SET EXERCISE: Please pull out every line of the records below that contains the word "dark", matching case exactly.

RECORDS FOR THIS EXERCISE:
************

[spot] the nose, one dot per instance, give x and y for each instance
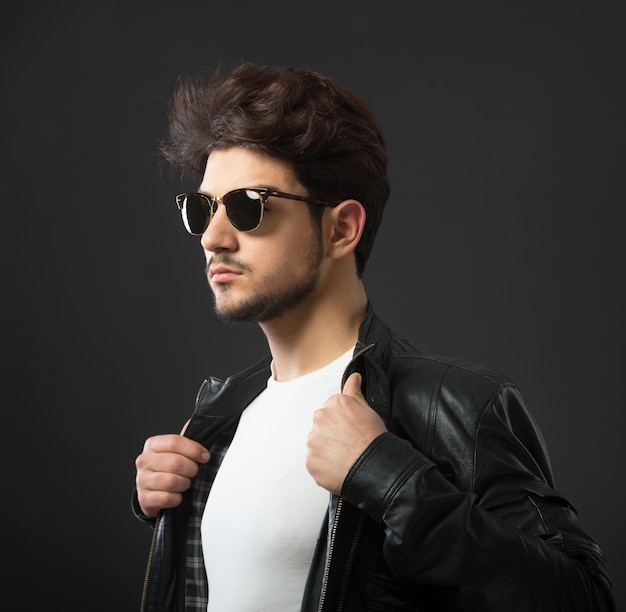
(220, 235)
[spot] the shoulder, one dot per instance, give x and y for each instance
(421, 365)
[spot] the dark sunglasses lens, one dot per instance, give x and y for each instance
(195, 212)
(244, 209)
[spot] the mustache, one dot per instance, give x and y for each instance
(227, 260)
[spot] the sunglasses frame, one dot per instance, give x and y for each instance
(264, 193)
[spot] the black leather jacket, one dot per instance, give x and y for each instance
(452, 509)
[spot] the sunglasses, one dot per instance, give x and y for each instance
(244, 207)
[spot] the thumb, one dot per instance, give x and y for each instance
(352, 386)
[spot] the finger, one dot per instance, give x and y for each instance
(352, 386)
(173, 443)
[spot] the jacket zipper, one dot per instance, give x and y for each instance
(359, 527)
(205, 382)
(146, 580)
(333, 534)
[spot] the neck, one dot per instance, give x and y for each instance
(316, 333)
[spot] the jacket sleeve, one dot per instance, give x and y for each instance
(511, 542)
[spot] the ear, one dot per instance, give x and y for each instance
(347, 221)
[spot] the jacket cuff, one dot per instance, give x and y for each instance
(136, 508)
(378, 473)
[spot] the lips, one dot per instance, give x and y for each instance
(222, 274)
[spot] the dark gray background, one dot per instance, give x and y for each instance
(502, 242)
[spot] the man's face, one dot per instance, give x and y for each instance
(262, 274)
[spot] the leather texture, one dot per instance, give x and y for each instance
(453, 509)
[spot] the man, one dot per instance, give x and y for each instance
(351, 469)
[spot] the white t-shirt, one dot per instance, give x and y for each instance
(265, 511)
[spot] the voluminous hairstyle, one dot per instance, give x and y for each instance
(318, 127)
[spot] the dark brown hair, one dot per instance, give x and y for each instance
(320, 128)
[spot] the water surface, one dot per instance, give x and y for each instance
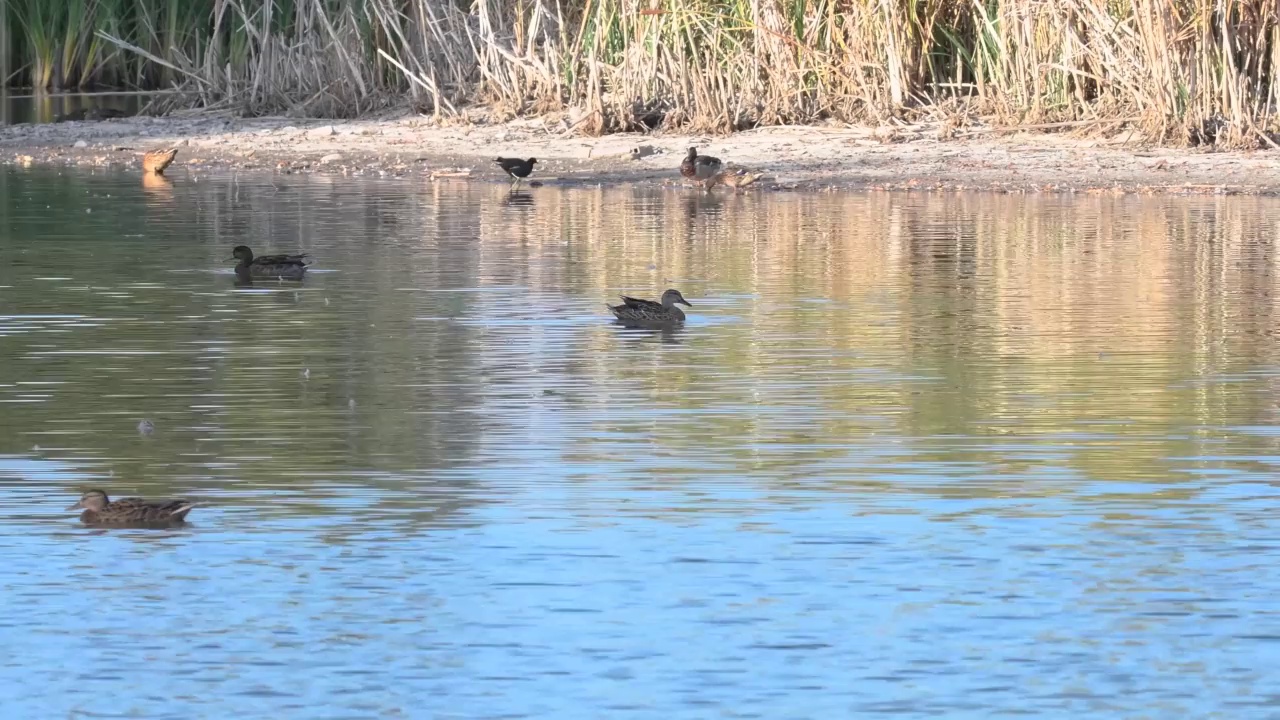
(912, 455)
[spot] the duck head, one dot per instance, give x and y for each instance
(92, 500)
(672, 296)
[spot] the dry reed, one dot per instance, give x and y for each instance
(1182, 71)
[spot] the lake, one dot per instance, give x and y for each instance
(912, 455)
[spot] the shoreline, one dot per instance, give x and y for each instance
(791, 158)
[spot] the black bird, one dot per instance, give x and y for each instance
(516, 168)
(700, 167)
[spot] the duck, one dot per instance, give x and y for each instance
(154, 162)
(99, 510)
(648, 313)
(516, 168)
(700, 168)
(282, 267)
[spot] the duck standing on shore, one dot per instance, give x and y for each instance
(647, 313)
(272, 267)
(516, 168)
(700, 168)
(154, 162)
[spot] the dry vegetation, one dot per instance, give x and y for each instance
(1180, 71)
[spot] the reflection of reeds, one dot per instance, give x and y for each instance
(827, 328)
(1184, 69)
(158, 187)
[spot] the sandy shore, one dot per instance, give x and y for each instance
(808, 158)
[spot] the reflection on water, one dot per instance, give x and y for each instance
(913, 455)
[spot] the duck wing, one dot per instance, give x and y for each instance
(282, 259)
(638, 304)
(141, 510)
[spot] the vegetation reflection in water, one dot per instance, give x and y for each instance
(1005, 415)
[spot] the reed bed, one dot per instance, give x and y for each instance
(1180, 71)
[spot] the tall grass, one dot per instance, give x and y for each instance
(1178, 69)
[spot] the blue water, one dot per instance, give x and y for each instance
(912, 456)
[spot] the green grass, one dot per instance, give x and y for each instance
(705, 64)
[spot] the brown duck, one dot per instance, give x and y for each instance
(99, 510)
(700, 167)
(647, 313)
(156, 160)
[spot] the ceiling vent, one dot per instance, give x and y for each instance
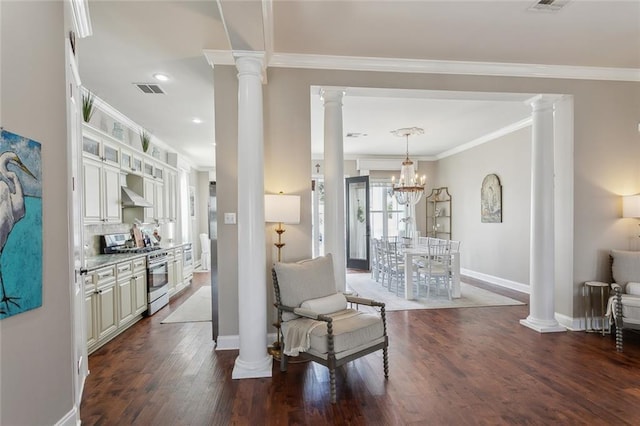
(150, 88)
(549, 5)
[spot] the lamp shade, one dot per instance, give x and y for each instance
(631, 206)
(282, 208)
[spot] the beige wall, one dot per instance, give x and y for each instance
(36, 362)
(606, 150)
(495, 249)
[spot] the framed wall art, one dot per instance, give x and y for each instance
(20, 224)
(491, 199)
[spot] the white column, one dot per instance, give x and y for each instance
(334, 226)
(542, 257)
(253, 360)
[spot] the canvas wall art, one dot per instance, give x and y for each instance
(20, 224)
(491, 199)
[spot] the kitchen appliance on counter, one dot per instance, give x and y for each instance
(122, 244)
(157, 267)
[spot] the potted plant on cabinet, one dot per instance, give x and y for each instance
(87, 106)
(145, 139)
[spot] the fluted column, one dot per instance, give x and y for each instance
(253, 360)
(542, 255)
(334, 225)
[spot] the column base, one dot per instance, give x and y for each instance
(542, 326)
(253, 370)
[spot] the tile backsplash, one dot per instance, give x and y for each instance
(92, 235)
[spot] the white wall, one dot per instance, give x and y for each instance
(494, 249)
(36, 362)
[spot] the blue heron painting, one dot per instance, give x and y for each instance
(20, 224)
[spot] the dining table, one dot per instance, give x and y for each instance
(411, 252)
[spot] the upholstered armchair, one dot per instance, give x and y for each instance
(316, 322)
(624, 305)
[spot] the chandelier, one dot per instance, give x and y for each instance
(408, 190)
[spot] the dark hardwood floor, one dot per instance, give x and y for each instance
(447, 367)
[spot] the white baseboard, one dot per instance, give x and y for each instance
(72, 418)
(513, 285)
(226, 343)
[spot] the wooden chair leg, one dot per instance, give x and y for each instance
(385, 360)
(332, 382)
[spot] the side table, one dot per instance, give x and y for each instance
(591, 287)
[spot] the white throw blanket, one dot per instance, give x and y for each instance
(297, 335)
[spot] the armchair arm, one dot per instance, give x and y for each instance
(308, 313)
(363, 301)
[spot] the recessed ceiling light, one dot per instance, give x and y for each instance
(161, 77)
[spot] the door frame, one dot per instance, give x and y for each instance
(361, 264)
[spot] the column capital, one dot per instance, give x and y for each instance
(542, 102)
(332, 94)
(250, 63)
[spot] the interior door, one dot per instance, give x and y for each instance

************

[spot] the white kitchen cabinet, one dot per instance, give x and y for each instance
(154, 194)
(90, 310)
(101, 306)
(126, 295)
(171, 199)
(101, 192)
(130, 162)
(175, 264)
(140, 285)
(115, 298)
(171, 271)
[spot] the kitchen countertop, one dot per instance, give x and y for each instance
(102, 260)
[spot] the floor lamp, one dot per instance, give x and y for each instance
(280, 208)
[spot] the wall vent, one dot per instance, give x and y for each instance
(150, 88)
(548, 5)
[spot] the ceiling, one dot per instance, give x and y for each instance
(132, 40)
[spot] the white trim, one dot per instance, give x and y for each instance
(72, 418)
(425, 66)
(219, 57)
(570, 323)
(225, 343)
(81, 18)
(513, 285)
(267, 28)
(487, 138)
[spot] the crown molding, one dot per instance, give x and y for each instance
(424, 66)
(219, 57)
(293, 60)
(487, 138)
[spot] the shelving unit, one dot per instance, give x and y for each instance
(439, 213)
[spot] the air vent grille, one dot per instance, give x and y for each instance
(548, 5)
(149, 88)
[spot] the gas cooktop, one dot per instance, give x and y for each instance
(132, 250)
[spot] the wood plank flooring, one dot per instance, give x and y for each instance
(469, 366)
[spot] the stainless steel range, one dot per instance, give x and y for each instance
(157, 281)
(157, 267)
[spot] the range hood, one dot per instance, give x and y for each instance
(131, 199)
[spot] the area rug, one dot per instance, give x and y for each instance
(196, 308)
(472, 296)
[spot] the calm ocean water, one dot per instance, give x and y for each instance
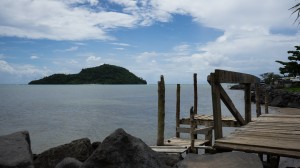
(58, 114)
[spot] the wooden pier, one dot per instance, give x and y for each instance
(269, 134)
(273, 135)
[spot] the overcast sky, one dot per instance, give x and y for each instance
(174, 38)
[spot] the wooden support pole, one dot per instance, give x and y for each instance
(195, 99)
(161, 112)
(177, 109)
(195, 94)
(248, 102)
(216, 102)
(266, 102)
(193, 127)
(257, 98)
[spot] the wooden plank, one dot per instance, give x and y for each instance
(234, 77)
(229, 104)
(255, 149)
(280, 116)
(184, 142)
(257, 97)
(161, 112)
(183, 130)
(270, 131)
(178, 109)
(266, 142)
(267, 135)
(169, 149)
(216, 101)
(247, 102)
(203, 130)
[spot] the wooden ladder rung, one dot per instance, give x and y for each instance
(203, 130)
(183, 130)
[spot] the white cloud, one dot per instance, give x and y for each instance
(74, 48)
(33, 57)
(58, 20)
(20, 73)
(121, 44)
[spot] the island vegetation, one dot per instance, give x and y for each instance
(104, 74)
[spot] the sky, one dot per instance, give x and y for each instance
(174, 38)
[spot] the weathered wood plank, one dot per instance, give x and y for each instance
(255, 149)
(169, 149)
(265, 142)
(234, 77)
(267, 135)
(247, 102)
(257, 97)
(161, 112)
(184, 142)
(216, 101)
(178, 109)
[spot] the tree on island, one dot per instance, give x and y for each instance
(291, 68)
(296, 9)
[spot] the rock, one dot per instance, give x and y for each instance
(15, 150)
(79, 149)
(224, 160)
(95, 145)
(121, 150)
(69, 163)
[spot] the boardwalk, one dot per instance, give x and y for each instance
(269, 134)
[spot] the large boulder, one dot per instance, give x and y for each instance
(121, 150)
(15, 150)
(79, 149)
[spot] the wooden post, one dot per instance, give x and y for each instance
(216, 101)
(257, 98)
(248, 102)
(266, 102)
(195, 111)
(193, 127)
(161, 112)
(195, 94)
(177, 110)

************

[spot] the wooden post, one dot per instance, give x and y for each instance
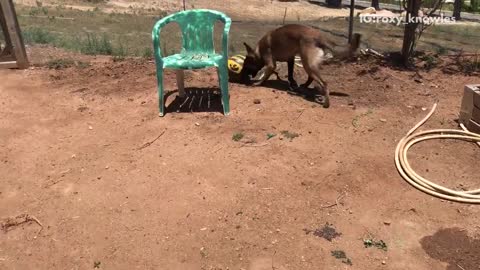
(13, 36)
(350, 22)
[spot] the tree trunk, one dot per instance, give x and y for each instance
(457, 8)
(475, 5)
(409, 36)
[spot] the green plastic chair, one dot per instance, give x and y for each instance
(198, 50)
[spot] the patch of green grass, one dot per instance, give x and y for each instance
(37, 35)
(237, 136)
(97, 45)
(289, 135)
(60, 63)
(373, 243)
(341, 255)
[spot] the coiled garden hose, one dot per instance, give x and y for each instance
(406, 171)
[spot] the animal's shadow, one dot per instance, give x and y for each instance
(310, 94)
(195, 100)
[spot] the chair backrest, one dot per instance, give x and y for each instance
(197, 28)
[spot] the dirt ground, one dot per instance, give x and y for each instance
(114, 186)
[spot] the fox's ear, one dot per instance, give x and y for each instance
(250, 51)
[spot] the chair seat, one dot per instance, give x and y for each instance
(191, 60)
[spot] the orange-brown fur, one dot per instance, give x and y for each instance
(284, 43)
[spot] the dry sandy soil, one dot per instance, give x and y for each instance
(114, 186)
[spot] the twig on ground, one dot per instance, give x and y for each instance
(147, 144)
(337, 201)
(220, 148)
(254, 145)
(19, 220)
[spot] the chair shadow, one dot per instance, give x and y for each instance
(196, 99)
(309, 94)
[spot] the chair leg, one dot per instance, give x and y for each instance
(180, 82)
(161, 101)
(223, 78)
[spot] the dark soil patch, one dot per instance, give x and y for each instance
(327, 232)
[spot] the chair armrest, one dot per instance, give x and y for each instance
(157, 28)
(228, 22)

************

ANSWER FOR THE TASK:
[spot] the dark sunglasses lens, one dot per instance, give x and y for each instance
[spot] the dark gray background, one dot per instance, give x and y for each instance
[spot] the dark brown hair, one dot per instance, give x and y for each instance
[spot] the dark hardwood floor, one dot per instance, give x and y for each instance
[spot] the dark soil patch, one dot per instance, give x and y for each instance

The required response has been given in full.